>> BEGIN Dataset content

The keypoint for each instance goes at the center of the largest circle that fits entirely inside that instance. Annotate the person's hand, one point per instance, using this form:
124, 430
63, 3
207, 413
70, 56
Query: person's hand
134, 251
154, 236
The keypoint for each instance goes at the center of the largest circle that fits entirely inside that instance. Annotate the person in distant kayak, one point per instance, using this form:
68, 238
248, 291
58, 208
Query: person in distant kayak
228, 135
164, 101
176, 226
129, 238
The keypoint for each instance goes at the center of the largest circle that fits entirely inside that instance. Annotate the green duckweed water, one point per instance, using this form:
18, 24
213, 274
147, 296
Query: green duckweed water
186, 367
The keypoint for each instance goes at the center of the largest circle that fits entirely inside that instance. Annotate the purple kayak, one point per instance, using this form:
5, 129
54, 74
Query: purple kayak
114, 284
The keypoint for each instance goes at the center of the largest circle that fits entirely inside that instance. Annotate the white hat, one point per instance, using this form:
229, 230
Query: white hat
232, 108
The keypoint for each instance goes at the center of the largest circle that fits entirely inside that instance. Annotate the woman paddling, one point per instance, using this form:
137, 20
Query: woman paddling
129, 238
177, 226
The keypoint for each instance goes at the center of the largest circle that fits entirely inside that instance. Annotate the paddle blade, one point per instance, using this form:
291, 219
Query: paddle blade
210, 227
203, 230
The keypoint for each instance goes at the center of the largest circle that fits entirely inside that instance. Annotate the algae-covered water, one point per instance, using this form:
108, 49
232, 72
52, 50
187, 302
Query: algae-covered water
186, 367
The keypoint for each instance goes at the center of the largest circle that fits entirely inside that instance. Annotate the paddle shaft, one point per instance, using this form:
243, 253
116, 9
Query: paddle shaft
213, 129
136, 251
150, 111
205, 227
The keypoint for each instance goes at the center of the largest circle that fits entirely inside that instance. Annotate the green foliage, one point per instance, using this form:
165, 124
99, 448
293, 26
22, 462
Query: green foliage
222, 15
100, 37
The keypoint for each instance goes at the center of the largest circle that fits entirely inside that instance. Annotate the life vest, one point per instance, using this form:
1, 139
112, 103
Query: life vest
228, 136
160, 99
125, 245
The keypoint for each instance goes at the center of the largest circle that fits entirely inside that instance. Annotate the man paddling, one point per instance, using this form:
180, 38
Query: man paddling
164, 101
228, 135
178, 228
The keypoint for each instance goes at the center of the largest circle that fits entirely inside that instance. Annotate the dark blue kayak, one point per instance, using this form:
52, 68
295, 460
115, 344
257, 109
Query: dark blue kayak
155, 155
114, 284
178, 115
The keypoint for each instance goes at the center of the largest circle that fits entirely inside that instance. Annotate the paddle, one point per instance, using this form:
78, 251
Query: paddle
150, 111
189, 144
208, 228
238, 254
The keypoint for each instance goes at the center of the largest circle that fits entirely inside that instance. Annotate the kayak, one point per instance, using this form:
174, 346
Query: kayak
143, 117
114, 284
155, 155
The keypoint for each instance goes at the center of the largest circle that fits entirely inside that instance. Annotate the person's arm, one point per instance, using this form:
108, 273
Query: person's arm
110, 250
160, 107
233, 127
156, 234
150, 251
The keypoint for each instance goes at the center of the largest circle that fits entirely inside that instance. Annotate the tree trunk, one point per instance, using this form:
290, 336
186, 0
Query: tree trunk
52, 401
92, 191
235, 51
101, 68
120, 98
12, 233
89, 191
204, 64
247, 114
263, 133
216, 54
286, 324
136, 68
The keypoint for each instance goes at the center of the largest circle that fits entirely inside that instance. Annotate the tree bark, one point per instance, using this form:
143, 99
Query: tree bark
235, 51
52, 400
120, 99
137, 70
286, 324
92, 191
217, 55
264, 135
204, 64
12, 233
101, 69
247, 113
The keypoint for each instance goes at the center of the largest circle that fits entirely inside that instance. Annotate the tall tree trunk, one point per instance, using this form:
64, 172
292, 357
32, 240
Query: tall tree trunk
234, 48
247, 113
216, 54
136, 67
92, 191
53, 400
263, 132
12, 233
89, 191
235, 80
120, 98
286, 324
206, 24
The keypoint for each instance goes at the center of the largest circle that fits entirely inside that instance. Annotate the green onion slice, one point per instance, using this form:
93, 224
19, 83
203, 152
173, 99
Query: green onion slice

>> END Dataset content

#### [Work to complete]
Reproduce the whole listing above, substituting "marker" for each occurrence of "keypoint" and leaving every other word and number as it is.

#### [Task output]
The marker for each instance goes at the center of the largest circle that fits entirely inside that instance. Annotate the person's hand, one point per instance, using this form:
124, 430
63, 3
207, 413
70, 56
Query: person's hand
134, 251
154, 236
The marker for each instance goes at the center of the largest circle that fits entirely inside that instance. Annotate the person in distant kayak, one point per instance, using this form:
68, 238
248, 291
58, 208
Query: person in distant kayak
228, 135
164, 101
176, 226
129, 238
The marker for each instance goes at the center of the largest circle that fits entirely inside that instance. Annotate the green duckweed water, one point per instance, using this form:
18, 24
213, 274
147, 296
Query: green duckweed water
186, 367
The marker for each instance goes at the center of the largest circle that fits entirely inside that instance. Annotate the purple kayak, one point per instance, using this form:
5, 129
54, 74
Query: purple kayak
114, 284
The marker for each instance goes at the center of the largest circle that fits entirely inside that instance. Annotate the white hat, one point per instance, using this form:
229, 230
Query: white hat
232, 108
The marker for each instance goes at the center of the largest circle that fits entirely inside that instance. Annotate the woman paddling, one point per instance, using this form:
137, 20
Query: woman paddling
129, 238
177, 226
The marker for each instance goes at the center of the largest circle that fits entirely inside that instance. Annotate the paddle blade, one point per instance, using this form:
291, 219
Query: paddle blade
210, 227
203, 230
The marker for each instance goes at the center of the largest circle that fits entirely inside that instance. Annotate the algae-covered water, one point per instance, using this form:
108, 49
232, 72
52, 50
187, 302
Query: algae-covered water
186, 367
The marker for each instance goes at the center of the largest circle that fits entirely inside that instance. Annotate the paddle shaft, one point per instance, using this form:
243, 253
116, 9
Query: paddle shaft
213, 129
136, 251
150, 111
205, 227
The marker for each instance goes at the center of the largest circle that fits entirely inside that instance. Annotate the green foliage, one point per instance, using this form:
165, 124
99, 448
293, 26
22, 462
Query: green foliage
222, 15
100, 37
The marker for each instance goes at the center of the largest circle that fits entirely inside that instance. Annotate the life vest, one point per instance, using this form:
1, 139
112, 103
Query: life vest
228, 136
160, 99
125, 245
The marker for each instance goes at the center of the largest circle that fits entirely inside that instance. Annotate the man paddling, one point per instance, using this form:
180, 38
Query: man paddling
164, 101
228, 135
178, 228
The marker for each instance goes at the center of the largest circle that fits entirely inside that instance. Annotate the dark blue kayak, one point per instance, using this form:
52, 68
295, 460
115, 344
257, 109
Query: dark blue kayak
155, 155
114, 284
178, 115
The marker for each instance goes at the center of the largest circle that fits entirely inside that instance. Annotate the paddle, one point per instance, using this form:
78, 251
Query: paddle
150, 111
189, 144
208, 228
238, 254
The marker for each instance goes at the center of the largest circle that fits entirely inside that instance. Annotate the kayak, one point per instance, using this form:
174, 346
Query: kayak
143, 117
114, 284
155, 155
The marker for each instance goes at the center of the largest circle that fits entirely inside that instance. Annotate the person's arm, one point per instance, using this form:
108, 273
Query: person's arm
110, 250
160, 107
233, 127
156, 234
150, 251
The marker for each instance goes at the center of the largest circle that fits entirely inside that instance. Annotate the tree trunk, one point per instance, using this form:
290, 336
186, 0
Query: tree trunk
52, 401
92, 191
235, 51
101, 68
120, 98
12, 233
89, 191
204, 64
247, 114
263, 133
216, 54
286, 324
136, 68
The marker for each instance goes at the center of the largest circle that fits entirely inside that instance. Annotate the tree bark, one point per instance, using this form:
143, 99
Query: tree bark
235, 51
52, 400
120, 99
137, 70
286, 324
92, 191
217, 55
264, 135
204, 64
12, 233
101, 69
247, 113
The marker for each instance goes at the center of the largest circle that fits entirely inside that instance. Annotate the tall tree trunk, one point per instance, using this form:
64, 172
292, 357
32, 240
Query: tall tree trunk
234, 48
247, 113
216, 54
136, 67
92, 191
53, 400
263, 132
12, 233
89, 191
235, 80
120, 98
286, 324
206, 24
The marker for each instance goes at the center of the largest circle that fits entirely inside that instance. Annotate the green onion slice, one point per instance, using this form:
93, 224
19, 83
203, 152
173, 99
Query: green onion slice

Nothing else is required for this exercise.